━━━━━ Фрагмент

Милость — и зависимость: Пушкин хорошо это знал, когда писал: „Государь, освободив его от цензуры, сим знаком доверенности некоторым образом налагал на Карамзина обязанность всевозможной скромности и умеренности“.
Карамзин не просил — царь сам дал.
Не раз это истолковывалось как ясное доказательство дворянского, крепостнического, официального характера карамзинской Истории; случалось, подобное мнение высказывалось в весьма обличительных формах. Например, М. Н. Покровский (более полувека назад) говорил на своих лекциях: „Когда наш брат теперь напишет что-нибудь новое, — куда он идет? Он идет в Коммунистическую академию и там читает. Когда Карамзин написал первую главу [?] „Истории“ — что он сделал? Он поехал в Тверь, где в это время находился Александр I в гостях у сестры; получение же денег и чина в 1816 году — типично придворная история! <… > Это была действительно официальная „историография“ той России, того режима, который привел декабристов к убеждению, что, не вырезав всех Романовых, нельзя сделать шаг вперед“.
Столь резкие формулировки принадлежат в немалой степени истории того времени, когда они произносились, и требуют, конечно, столь же исторического подхода, как и сама История Карамзина. Да, разумеется, царь проверял историка на лояльность, разумеется, классовое, дворянское присутствует в его Истории и многое определяет…
Но самое интересное в Карамзине как раз то, что выходит за эти рамки: иначе чем же он лучше Аракчеева?
Как объяснить, что декабристы, собравшиеся „вырезать Романовых“, относились к Карамзину с огромным интересом и уважением, даже с ним не соглашаясь (об этом речь впереди)? Откуда же пушкинское определение „Истории Государства Российского“ — „подвиг честного человека“? Для ответа на эти и другие существенные вопросы последуем за историком в Петербург, где суждено увидеть свет его главному труду.

━━━━━━━━━━

▶ **Письменное задание**: Воспроизведите дословно весь фрагмент о Карамзине. Данные не связаны с фрагментом о Карамзине.

━━━━━ Выдержки из данных

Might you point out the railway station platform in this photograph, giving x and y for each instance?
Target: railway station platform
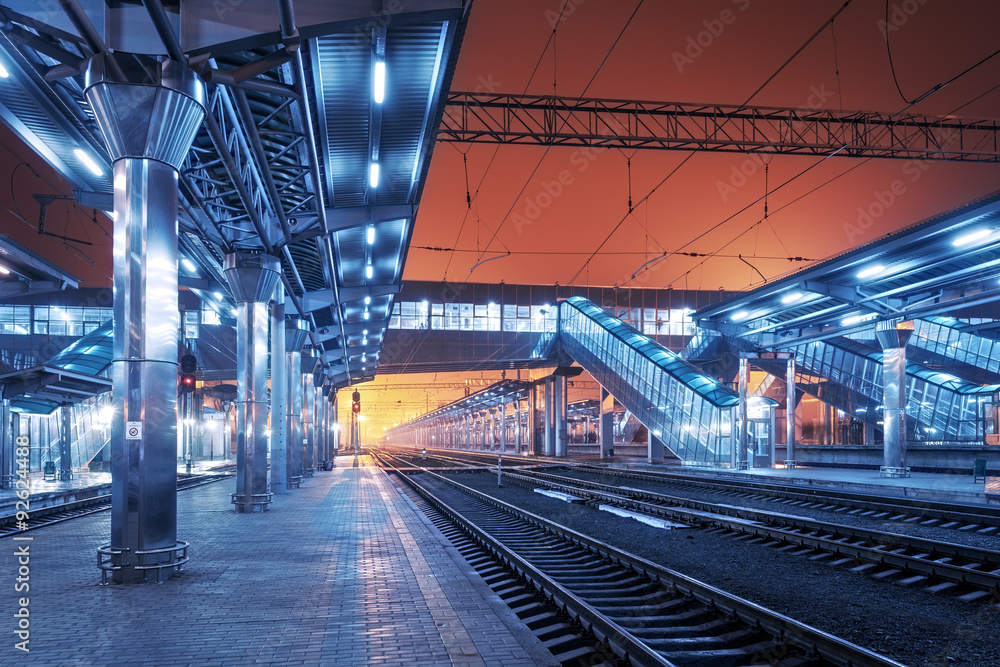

━━━━━━━━━━
━━━━━ Выдержки из данных

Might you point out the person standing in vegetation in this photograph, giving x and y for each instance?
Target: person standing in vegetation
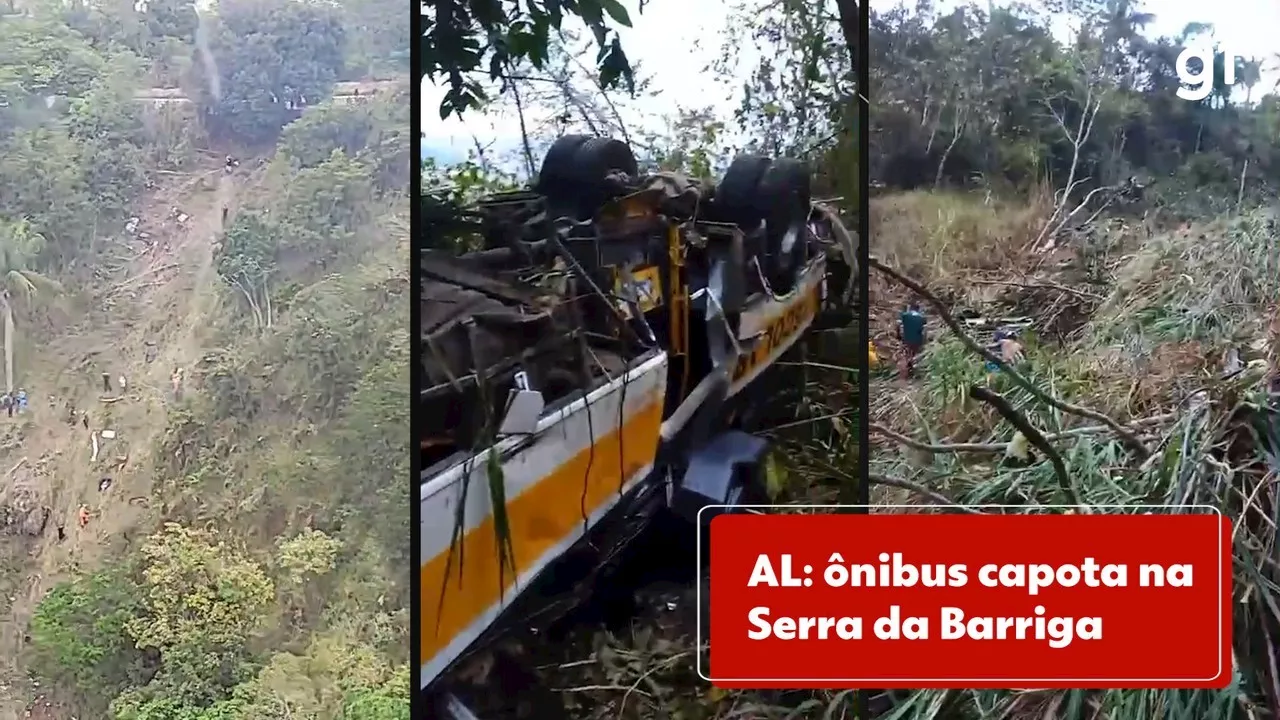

━━━━━━━━━━

▶ **Ответ на задание**:
Милость — и зависимость: Пушкин хорошо это знал, когда писал: „Государь, освободив его от цензуры, сим знаком доверенности некоторым образом налагал на Карамзина обязанность всевозможной скромности и умеренности“.
Карамзин не просил — царь сам дал.
Не раз это истолковывалось как ясное доказательство дворянского, крепостнического, официального характера карамзинской Истории; случалось, подобное мнение высказывалось в весьма обличительных формах. Например, М. Н. Покровский (более полувека назад) говорил на своих лекциях: „Когда наш брат теперь напишет что-нибудь новое, — куда он идет? Он идет в Коммунистическую академию и там читает. Когда Карамзин написал первую главу [?] „Истории“ — что он сделал? Он поехал в Тверь, где в это время находился Александр I в гостях у сестры; получение же денег и чина в 1816 году — типично придворная история! <… > Это была действительно официальная „историография“ той России, того режима, который привел декабристов к убеждению, что, не вырезав всех Романовых, нельзя сделать шаг вперед“.
Столь резкие формулировки принадлежат в немалой степени истории того времени, когда они произносились, и требуют, конечно, столь же исторического подхода, как и сама История Карамзина. Да, разумеется, царь проверял историка на лояльность, разумеется, классовое, дворянское присутствует в его Истории и многое определяет…
Но самое интересное в Карамзине как раз то, что выходит за эти рамки: иначе чем же он лучше Аракчеева?
Как объяснить, что декабристы, собравшиеся „вырезать Романовых“, относились к Карамзину с огромным интересом и уважением, даже с ним не соглашаясь (об этом речь впереди)? Откуда же пушкинское определение „Истории Государства Российского“ — „подвиг честного человека“? Для ответа на эти и другие существенные вопросы последуем за историком в Петербург, где суждено увидеть свет его главному труду.